__EXERCISE PROMPT__.
Arrange the material below as a Markdown table with two columns, Row and Line, giving each nonblank line its own numbered row. Omit the pictures from your answer.

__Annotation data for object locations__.

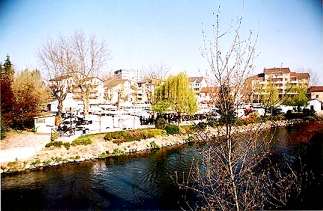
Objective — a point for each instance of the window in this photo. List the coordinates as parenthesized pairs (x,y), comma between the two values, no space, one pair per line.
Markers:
(40,121)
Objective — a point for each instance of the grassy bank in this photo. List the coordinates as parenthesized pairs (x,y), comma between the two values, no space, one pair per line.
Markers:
(102,145)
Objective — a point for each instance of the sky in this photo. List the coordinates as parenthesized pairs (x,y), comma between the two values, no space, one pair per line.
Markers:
(146,33)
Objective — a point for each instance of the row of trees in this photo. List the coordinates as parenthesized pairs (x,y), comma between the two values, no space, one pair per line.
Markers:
(76,57)
(175,94)
(234,170)
(23,96)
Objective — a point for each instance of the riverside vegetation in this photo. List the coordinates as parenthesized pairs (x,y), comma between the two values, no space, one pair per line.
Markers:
(103,145)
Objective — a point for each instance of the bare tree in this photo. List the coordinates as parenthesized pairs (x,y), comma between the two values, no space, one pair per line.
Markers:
(89,58)
(77,58)
(57,60)
(235,171)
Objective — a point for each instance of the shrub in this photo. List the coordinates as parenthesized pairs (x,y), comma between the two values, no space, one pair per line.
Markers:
(82,141)
(172,129)
(153,145)
(58,144)
(36,162)
(186,129)
(212,122)
(54,135)
(2,132)
(132,135)
(201,126)
(160,123)
(117,151)
(278,117)
(103,155)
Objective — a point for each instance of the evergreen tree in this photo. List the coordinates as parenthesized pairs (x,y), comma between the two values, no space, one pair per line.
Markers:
(7,96)
(31,95)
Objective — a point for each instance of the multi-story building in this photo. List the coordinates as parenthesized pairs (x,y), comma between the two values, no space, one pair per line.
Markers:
(197,83)
(316,92)
(281,78)
(96,95)
(96,87)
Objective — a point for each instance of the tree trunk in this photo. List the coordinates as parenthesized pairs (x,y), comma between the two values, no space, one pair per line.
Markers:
(85,105)
(60,107)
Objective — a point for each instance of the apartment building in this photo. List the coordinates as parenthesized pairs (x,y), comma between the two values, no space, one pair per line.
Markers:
(316,92)
(281,78)
(96,95)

__RESPONSE TO THE EXERCISE__.
| Row | Line |
|---|---|
| 1 | Objective — a point for each instance of the window in this photo. List the coordinates as parenthesized pairs (x,y), comma between the two values, no space, one pair per line. |
| 2 | Markers: |
| 3 | (40,121) |
| 4 | Objective — a point for each instance of the grassy bank in this photo. List the coordinates as parenthesized pairs (x,y), comma between the two values, no space, one pair per line. |
| 5 | Markers: |
| 6 | (102,145) |
| 7 | Objective — a point for each instance of the sky in this photo. List the coordinates as parenthesized pairs (x,y), comma between the two values, no space, one pair per line. |
| 8 | Markers: |
| 9 | (146,33) |
| 10 | Objective — a point for each instance of the row of trees in this photo. List the coordinates as parenthesized pairs (x,y), comma between the two values, no space, one pair per line. |
| 11 | Markers: |
| 12 | (76,57) |
| 13 | (175,94) |
| 14 | (234,170) |
| 15 | (23,96) |
| 16 | Objective — a point for each instance of the riverside vegetation in this photo. List the coordinates as parenthesized pairs (x,y), comma between the two values, no space, one pair per line. |
| 17 | Markers: |
| 18 | (103,145) |
| 19 | Objective — a point for each instance of the bare tree in this photo. List the coordinates as parenthesized pairs (x,y), comma between the two values, no space, one pair per line. |
| 20 | Markers: |
| 21 | (89,58) |
| 22 | (77,58) |
| 23 | (57,60) |
| 24 | (235,171) |
| 25 | Objective — a point for each instance of the shrub in this photo. List the coordinates as parenthesized pairs (x,y), comma between the two values, no space, one pair per line. |
| 26 | Markers: |
| 27 | (82,141) |
| 28 | (172,129) |
| 29 | (153,145) |
| 30 | (58,144) |
| 31 | (36,162) |
| 32 | (186,129) |
| 33 | (212,122) |
| 34 | (54,135) |
| 35 | (2,132) |
| 36 | (132,135) |
| 37 | (201,126) |
| 38 | (160,123) |
| 39 | (117,151) |
| 40 | (278,117) |
| 41 | (103,155) |
| 42 | Objective — a point for each instance of the evergreen tree in this photo. List the coordinates as parenthesized pairs (x,y), comma between the two values, no space, one pair per line. |
| 43 | Markers: |
| 44 | (7,96) |
| 45 | (31,95) |
| 46 | Objective — a point for each instance of the multi-story building in this photo. List the coordinates as parenthesized pairs (x,y), comma between the two values, no space, one pair per line. |
| 47 | Markers: |
| 48 | (197,83) |
| 49 | (316,92) |
| 50 | (281,78) |
| 51 | (96,95) |
| 52 | (96,87) |
| 53 | Objective — a point for each instance of the tree trunk in this photo. List the coordinates as parenthesized pairs (x,y), comma between the two values, no space, one pair per line. |
| 54 | Markers: |
| 55 | (85,105) |
| 56 | (60,107) |
| 57 | Objective — a point for each instance of the apartment building in this photo. List the coordinates as parenthesized pairs (x,y), comma between the two values, no space, one pair per line. |
| 58 | Markers: |
| 59 | (316,92) |
| 60 | (281,78) |
| 61 | (96,95) |